━━ Text

On many occasions, opinions that aimed to uphold government religious speech against Establishment Clause challenge have stressed that such speech was "nondenominational," or have argued that the Establishment Clause bars discrimination among religions — even in government speech — but not discrimination in favor of religion generally.
But this was always something of a fiction. Every reference to "God" carries a theological view that excludes not just atheists but also polytheists (such as Hindus and Shintoists) and religious people whose religious views don't involve a God (such as Buddhists). There are no nondenominational religious statements, except perhaps in jokes of the "whoever You are, male, female, neuter, animate, inanimate, many, one, existent, or nonexistent" variety.
To his credit, Justice Scalia's dissent in McCreary acknowledges this, suggests a dividing line (endorsement of monotheism is fine, endorsements of specific monotheistic religions is not), argues that this line is supported by original meaning and history, acknowledges that this may offend people who adhere to nonmonotheistic religions, but argues that this shouldn't pose a constitutional problem. Yet the liberals rightly ask: Why does this history so clearly support a constitutional preference for monotheism (which includes Christianity, Judaism, and Islam) but not for Christianity specifically?
Scalia points to a good deal of historical evidence (in my view very powerful evidence) that the Framers and subsequent generations endorsed some government religious speech. And he explains his "monotheism" rule by pointing out that the speech generally referred to "God" or versions of that, and not "Jesus Christ."
But there were quite a few contemporaneous state constitutions that preferred Christians over non-Christians (some preferring Protestants over non-Protestants). There was influential commentary in the 1800s saying that the Constitution tolerated endorsement of Christianity specifically; and Justice Scalia has long stressed the importance of post-enactment interpretations as well as of the original meaning. More broadly, when Christians talk about "God," they may be doing this not because they understand there to be some "endorsement of monotheism OK, endorsement of Christianity forbidden" rule, but because their Christian theologies (or even their esthetics) leads them to use the term "God" in certain contexts more than the term "Jesus Christ."
Jack Balkin cricitizes Justice Scalia on this score, and while I don't entirely agree with his views, it seems to me there is much to them. Certainly an originalist may well conclude that, whether he likes it or not, government endorsement of Christianity is permissible. But Justice Scalia's position that the Establishment Clause tolerates endorsement of monotheism but not of Christianity, while more palatable to many today (likely including Justice Scalia himself), is also less persuasive as an originalist matter.
UPDATE: Rick Garnett defends Scalia at SCOTUSblog.

━━━━

__Stated task 1__. For each statement about the commentary on Justice Scalia's McCreary dissent, say yes or no depending on whether it agrees with the commentary, and quote the words that decide it. (a) Scalia's dissent allows government endorsement of specific monotheistic religions. (b) The author regards Scalia's historical evidence as very powerful. (c) Rick Garnett criticizes Scalia.
__Stated task 2__. Reproduce the stretch of the commentary from "Jack Balkin cricitizes" through "Scalia at SCOTUSblog.".

━━ Supplied material

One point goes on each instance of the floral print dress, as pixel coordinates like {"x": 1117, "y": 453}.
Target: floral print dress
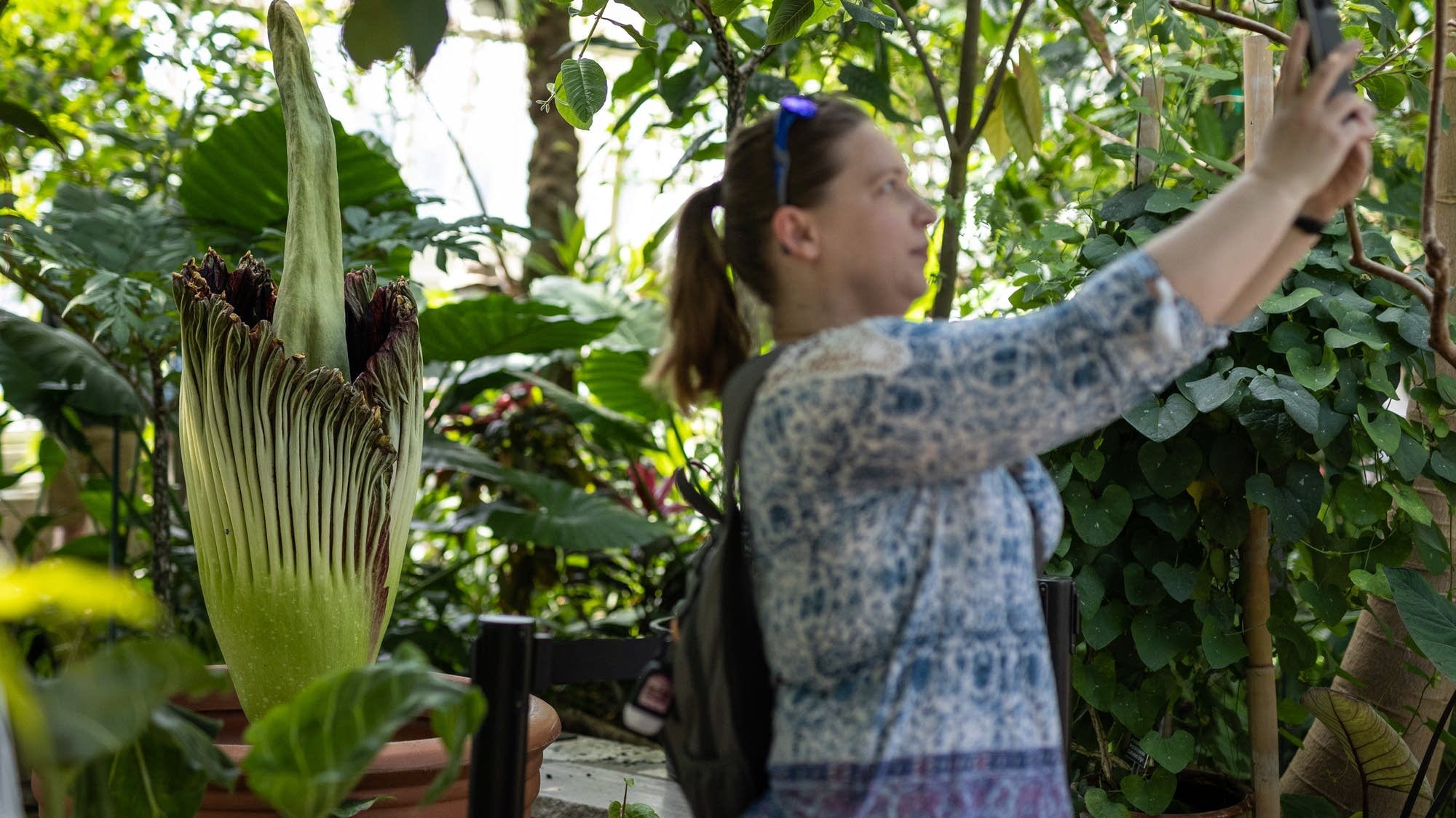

━━━━

__Expected output 1__.
(a) No: "endorsement of monotheism is fine, endorsements of specific monotheistic religions is not"
(b) Yes: "(in my view very powerful evidence)"
(c) No: "Rick Garnett defends Scalia at SCOTUSblog."

__Expected output 2__.
Jack Balkin cricitizes Justice Scalia on this score, and while I don't entirely agree with his views, it seems to me there is much to them. Certainly an originalist may well conclude that, whether he likes it or not, government endorsement of Christianity is permissible. But Justice Scalia's position that the Establishment Clause tolerates endorsement of monotheism but not of Christianity, while more palatable to many today (likely including Justice Scalia himself), is also less persuasive as an originalist matter.
UPDATE: Rick Garnett defends Scalia at SCOTUSblog.